__SUAS TAREFAS__.
1. Cite o trecho do texto sobre o discurso de Pratchett que vai de "Contudo, alguns anos" até "ofegava pela coisa.", incluindo esses dois limites.
2. Escreva a continuação do texto sobre o discurso de Pratchett, começando logo depois da última frase dele.

__PÁGINA__.

****

4 de junho de 2016
Tradução - Por que Gandalf Nunca Casou
Fiz outra tradução de um artigo que acho bastante interessante, um discurso proferido por sir Pratchett em uma convenção em 1985 e que basicamente traz toda a fundamentação para o estabelecimento das bruxas no Discworld. Importante lembrar que pouco depois disso, em 1987, Pratchett publicou Direitos Iguais, Rituais Iguais, que é, em minha opinião, um dos melhores livros sobre discussão de gênero dentro da Fantasia.
Na verdade, Pratchett escreveu várias vezes sobre o tema dentro da série Discworld. Os livros que tratam das bruxas e a série de Tiffany Aching são um bom exemplo disso. Para entender a ordem de leitura desses livros e como eles se comunicam entre si, sugiro a leitura desse artigo.
Lembrando que não sou uma tradutora profissional e que fiz algumas adaptações, até porque, sendo esse o texto de um discurso, tem uma linguagem bastante informal e cheia de coloquialismos que não têm tradução possível. Para quem lê em inglês, basta clicar no link ali em cima que dá para ler o artigo original. Para quem prefere ler em português, fica meu aviso: acho que esse é um texto que vale à pena ser debatido, então fiz o possível para não perder nada do sentido original.
Enfim, segue a tradução!
Discurso proferido em 1985 por Terry Pratchett
Eu quero falar sobre magia, como magia é retratada em Fantasia, como a literatura fantástica contribuiu de fato para uma específica imagem de magia e, talvez o mais importante, como o mundo ocidental em geral terminou por aceitar uma muito precisa e extremamente suspeita imagem de praticantes de magia.
É melhor eu dizer de princípio que eu não acredito realmente em mágica tanto quanto acredito em astrologia, porque eu sou de Touro e nós não vamos muito com toda essa coisa esquisita de oculto.
Contudo, alguns anos atrás, escrevi um livro chamado A Cor da Magia. Tinha algumas boas tiradas. Era uma tentativa de fazer pelo universo clássico fantástico o que Banzé no Oeste (Blazing Saddles) fez pelos Westerns. Era ainda meu tributo a vinte e cinco anos de leitura de ficção fantástica, que começou quando eu tinha treze e li O Senhor dos Anéis em 25 horas. Aquele maldito livro foi a metade de um tijolo no caminho da bicicleta na minha vida. Eu comecei a ler livros de fantasia com o tipo de velocidade que você só consegue no início da adolescência. Eu ofegava pela coisa.

****

__DADOS__.

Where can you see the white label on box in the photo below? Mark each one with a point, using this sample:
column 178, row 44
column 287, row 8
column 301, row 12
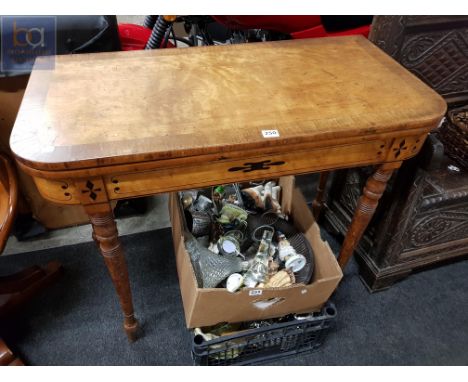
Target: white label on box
column 255, row 292
column 270, row 133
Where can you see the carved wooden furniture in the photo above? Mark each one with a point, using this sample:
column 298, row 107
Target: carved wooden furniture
column 102, row 127
column 423, row 217
column 18, row 288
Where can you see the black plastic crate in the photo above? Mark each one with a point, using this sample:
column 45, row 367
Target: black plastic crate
column 266, row 343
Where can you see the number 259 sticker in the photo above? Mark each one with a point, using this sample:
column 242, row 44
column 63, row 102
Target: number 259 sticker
column 270, row 133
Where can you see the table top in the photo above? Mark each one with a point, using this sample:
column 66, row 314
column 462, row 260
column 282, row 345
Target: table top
column 127, row 107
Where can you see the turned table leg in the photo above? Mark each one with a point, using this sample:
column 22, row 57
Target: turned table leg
column 105, row 234
column 373, row 190
column 317, row 204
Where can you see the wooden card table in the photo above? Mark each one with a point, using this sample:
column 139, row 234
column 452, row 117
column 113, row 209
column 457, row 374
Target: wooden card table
column 109, row 126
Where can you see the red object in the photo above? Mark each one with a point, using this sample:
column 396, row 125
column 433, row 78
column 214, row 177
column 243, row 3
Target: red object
column 284, row 24
column 319, row 31
column 133, row 37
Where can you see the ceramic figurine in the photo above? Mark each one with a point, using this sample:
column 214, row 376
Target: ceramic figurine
column 258, row 271
column 203, row 204
column 288, row 254
column 228, row 245
column 283, row 278
column 234, row 282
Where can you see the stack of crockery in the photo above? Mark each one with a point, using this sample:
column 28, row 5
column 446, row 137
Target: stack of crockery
column 239, row 237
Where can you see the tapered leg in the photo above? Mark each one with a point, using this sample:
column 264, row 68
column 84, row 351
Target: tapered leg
column 106, row 235
column 317, row 204
column 365, row 209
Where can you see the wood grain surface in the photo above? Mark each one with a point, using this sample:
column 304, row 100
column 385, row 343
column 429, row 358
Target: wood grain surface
column 128, row 107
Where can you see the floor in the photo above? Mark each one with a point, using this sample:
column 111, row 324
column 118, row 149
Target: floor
column 422, row 320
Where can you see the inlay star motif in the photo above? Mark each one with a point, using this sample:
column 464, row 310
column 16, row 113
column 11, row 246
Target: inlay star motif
column 91, row 189
column 253, row 166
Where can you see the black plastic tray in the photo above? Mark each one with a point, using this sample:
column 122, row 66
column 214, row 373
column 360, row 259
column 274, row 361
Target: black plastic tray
column 268, row 343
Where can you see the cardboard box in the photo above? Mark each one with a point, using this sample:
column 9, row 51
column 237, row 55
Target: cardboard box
column 210, row 306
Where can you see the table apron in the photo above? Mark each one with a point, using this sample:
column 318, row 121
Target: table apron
column 133, row 184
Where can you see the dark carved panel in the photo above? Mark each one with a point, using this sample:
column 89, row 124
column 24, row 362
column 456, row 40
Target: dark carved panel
column 435, row 48
column 423, row 216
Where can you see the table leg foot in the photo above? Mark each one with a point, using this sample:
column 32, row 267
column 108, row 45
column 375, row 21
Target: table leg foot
column 132, row 328
column 105, row 234
column 373, row 190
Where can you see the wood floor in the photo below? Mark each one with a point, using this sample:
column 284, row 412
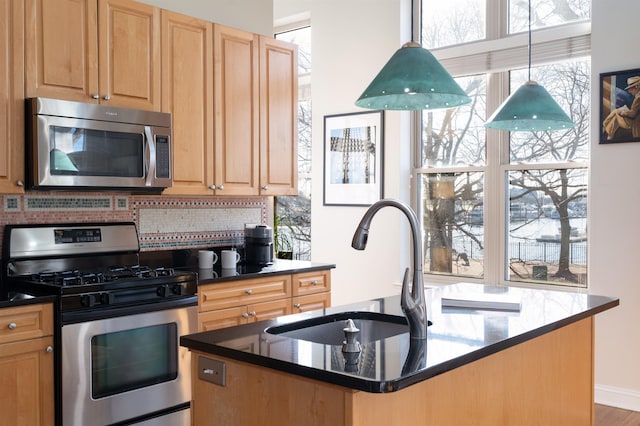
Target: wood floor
column 610, row 416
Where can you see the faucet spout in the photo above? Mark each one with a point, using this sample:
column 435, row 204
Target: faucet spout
column 412, row 302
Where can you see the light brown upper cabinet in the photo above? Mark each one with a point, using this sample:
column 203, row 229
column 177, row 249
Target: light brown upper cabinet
column 11, row 97
column 187, row 93
column 236, row 111
column 255, row 114
column 105, row 51
column 278, row 117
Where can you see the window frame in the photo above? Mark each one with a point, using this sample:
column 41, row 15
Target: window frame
column 495, row 57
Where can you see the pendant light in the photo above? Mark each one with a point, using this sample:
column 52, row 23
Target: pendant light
column 412, row 79
column 530, row 108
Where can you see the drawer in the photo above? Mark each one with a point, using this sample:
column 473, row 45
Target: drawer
column 243, row 292
column 311, row 282
column 222, row 318
column 269, row 310
column 311, row 302
column 26, row 322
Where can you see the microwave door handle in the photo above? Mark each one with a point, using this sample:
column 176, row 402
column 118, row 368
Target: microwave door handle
column 150, row 156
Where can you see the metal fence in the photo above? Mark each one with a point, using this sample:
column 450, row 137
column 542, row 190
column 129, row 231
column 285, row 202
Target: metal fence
column 545, row 252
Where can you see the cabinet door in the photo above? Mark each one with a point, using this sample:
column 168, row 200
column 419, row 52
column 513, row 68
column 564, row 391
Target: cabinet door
column 61, row 49
column 26, row 382
column 11, row 97
column 187, row 93
column 129, row 54
column 236, row 120
column 311, row 302
column 269, row 310
column 278, row 117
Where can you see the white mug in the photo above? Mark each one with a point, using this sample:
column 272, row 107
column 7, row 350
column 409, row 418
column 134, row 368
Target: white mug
column 206, row 259
column 229, row 259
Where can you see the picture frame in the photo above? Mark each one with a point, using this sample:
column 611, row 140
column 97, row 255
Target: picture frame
column 353, row 158
column 614, row 95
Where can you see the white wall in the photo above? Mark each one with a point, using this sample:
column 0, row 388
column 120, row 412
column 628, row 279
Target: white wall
column 614, row 229
column 249, row 15
column 351, row 41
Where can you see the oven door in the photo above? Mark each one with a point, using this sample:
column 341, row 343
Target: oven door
column 127, row 367
column 72, row 152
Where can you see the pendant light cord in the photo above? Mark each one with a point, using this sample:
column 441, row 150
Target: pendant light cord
column 529, row 48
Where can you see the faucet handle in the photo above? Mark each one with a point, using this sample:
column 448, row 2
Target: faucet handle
column 351, row 344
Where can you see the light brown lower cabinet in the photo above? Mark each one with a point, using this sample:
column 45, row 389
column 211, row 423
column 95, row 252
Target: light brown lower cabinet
column 242, row 301
column 26, row 365
column 544, row 381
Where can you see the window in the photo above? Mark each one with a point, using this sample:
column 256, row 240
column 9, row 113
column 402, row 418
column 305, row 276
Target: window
column 499, row 206
column 293, row 214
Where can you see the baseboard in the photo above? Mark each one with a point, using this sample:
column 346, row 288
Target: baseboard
column 617, row 397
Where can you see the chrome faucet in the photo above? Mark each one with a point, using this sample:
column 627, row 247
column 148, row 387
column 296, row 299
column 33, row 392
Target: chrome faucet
column 413, row 304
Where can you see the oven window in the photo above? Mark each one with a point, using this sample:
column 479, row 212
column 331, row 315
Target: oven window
column 84, row 152
column 133, row 359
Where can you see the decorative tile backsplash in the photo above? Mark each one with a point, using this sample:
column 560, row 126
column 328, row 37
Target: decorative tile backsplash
column 163, row 222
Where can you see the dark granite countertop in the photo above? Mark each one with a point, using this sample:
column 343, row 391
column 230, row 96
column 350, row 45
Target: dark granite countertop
column 13, row 298
column 457, row 337
column 187, row 260
column 242, row 271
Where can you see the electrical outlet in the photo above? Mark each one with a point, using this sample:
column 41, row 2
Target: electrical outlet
column 212, row 370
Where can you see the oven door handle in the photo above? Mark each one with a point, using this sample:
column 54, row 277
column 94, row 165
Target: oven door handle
column 150, row 156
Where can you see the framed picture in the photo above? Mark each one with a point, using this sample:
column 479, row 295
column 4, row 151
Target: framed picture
column 353, row 158
column 620, row 106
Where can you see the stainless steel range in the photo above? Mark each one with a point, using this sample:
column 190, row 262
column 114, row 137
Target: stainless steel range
column 118, row 358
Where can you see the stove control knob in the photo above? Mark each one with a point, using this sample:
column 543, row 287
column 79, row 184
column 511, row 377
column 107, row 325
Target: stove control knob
column 88, row 300
column 107, row 298
column 180, row 290
column 163, row 291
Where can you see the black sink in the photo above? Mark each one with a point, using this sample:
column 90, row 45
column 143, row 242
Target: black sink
column 328, row 330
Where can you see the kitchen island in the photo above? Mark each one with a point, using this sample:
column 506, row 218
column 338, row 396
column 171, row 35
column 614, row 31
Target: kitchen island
column 533, row 365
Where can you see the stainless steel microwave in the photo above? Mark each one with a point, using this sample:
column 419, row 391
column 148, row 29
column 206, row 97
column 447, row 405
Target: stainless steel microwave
column 76, row 145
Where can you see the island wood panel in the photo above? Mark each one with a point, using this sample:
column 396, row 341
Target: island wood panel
column 544, row 381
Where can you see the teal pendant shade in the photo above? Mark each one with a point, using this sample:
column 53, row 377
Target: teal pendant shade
column 530, row 108
column 413, row 79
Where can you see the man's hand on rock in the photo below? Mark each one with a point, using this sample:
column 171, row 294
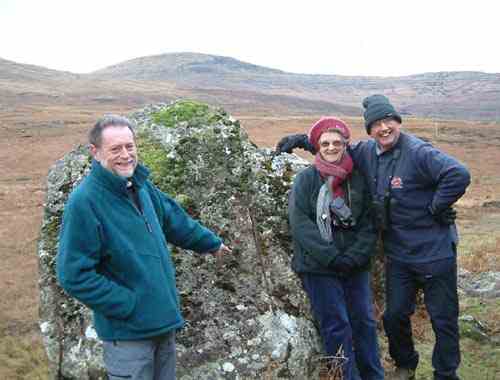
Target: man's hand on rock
column 288, row 143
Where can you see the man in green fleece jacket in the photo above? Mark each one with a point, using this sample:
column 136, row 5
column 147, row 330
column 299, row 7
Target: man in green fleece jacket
column 113, row 255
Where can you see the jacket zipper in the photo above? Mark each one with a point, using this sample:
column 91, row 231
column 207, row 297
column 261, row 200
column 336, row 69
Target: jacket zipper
column 141, row 213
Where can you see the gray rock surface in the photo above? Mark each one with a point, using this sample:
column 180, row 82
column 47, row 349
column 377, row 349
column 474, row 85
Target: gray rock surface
column 247, row 317
column 485, row 284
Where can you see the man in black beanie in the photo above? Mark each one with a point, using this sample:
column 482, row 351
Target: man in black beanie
column 413, row 186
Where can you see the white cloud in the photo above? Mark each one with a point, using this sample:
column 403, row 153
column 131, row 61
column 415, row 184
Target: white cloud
column 350, row 38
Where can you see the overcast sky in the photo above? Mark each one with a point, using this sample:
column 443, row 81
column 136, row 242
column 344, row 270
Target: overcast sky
column 348, row 37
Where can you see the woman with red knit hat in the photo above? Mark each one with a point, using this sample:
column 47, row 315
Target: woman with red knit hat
column 334, row 241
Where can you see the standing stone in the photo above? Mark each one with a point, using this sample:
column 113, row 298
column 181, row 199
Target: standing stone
column 248, row 317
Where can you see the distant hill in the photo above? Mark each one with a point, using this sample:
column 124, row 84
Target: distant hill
column 245, row 87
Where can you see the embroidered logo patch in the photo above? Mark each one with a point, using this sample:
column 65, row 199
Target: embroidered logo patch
column 397, row 183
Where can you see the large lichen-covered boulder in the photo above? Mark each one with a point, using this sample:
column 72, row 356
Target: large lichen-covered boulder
column 247, row 316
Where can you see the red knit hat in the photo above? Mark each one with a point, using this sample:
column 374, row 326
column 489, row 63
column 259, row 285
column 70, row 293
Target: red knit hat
column 326, row 124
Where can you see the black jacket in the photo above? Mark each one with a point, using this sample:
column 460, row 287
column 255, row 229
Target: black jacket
column 312, row 254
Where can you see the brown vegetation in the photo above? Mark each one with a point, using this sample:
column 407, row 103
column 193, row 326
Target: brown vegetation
column 37, row 128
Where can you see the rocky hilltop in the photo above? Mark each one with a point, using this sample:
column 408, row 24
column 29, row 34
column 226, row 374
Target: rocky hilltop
column 244, row 88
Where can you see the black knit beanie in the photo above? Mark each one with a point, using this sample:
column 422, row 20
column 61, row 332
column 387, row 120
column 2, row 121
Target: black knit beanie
column 378, row 107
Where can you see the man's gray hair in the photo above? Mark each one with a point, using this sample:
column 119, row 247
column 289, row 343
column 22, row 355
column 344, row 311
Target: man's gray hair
column 95, row 134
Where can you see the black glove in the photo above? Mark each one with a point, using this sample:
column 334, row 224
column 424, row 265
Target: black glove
column 288, row 143
column 445, row 217
column 344, row 265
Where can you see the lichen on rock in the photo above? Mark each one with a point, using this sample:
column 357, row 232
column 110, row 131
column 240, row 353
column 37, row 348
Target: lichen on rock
column 247, row 318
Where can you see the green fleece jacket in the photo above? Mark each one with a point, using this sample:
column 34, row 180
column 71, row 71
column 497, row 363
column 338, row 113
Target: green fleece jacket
column 114, row 258
column 313, row 254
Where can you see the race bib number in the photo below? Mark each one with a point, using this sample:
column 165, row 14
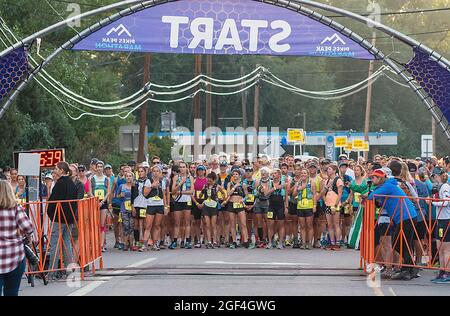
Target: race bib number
column 237, row 205
column 250, row 198
column 100, row 194
column 210, row 203
column 305, row 204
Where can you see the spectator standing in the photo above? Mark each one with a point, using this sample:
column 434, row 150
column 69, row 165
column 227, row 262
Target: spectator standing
column 12, row 256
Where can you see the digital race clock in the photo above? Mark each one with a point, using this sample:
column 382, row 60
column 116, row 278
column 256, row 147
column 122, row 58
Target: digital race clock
column 49, row 157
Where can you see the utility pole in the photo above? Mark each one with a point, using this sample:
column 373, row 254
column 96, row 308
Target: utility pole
column 208, row 96
column 143, row 114
column 256, row 117
column 244, row 115
column 197, row 105
column 369, row 99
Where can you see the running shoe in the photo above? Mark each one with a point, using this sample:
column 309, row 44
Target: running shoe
column 156, row 248
column 402, row 275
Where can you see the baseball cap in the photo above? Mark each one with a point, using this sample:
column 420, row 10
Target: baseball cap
column 342, row 157
column 201, row 167
column 387, row 171
column 378, row 173
column 412, row 167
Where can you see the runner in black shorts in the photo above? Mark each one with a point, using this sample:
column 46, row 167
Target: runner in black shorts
column 236, row 195
column 278, row 208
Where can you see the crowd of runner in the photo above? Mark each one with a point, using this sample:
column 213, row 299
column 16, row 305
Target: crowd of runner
column 264, row 203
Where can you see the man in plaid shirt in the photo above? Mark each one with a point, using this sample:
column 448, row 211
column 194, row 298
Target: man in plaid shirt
column 13, row 223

****

__RESPOSTAS DO EXERCÍCIO__.
1.
Contudo, alguns anos atrás, escrevi um livro chamado A Cor da Magia. Tinha algumas boas tiradas. Era uma tentativa de fazer pelo universo clássico fantástico o que Banzé no Oeste (Blazing Saddles) fez pelos Westerns. Era ainda meu tributo a vinte e cinco anos de leitura de ficção fantástica, que começou quando eu tinha treze e li O Senhor dos Anéis em 25 horas. Aquele maldito livro foi a metade de um tijolo no caminho da bicicleta na minha vida. Eu comecei a ler livros de fantasia com o tipo de velocidade que você só consegue no início da adolescência. Eu ofegava pela coisa.

2.
Entenda, eu tive uma infância de privações. Havia montes de outras crianças com quem brincar e meus pais me davam brinquedos para usar ao ar livre e eles se recusavam a me maltratar, de forma que nunca me ocorreu procurar o consolo solitário de um bom livro.
Então Tolkien mudou tudo aquilo. Eu fiquei maluco por fantasia. Quadrinhos, tediosas sagas nórdicas, a ainda mais enfadonha fantasia vitoriana... E é bom que eu explique para meus ouvintes mais jovens que naqueles dias, fantasia não estava disponível em toda loja de brinquedos e prateleira de livraria, era um pouco como sexo: você não sabia onde conseguir os livros realmente obscenos, então tudo o que podia fazer era apalpar esperançosamente as revistas de Fotografia Amadora procurando por nus artísticos.
Quando eu não conseguia obtê-la – fantasia heroica, digo, não sexo –, eu me deixava ficar na seção infantil de bibliotecas públicas, tentando seduzir livros sobre dragões e elfos a virem para casa comigo. Até comprei e li todos os livros de Nárnia de uma vez só, o que foi um pouco como me empanturrar de hóstias. Eu não me importava mais.
Eventualmente as autoridades me alcançaram e me mantiveram num quarto escuro com pequenas doses de ficção científica até que consegui quebrar o hábito e agora eu posso passar em frente a um livro com um dragão na capa e minhas mãos quase não suam.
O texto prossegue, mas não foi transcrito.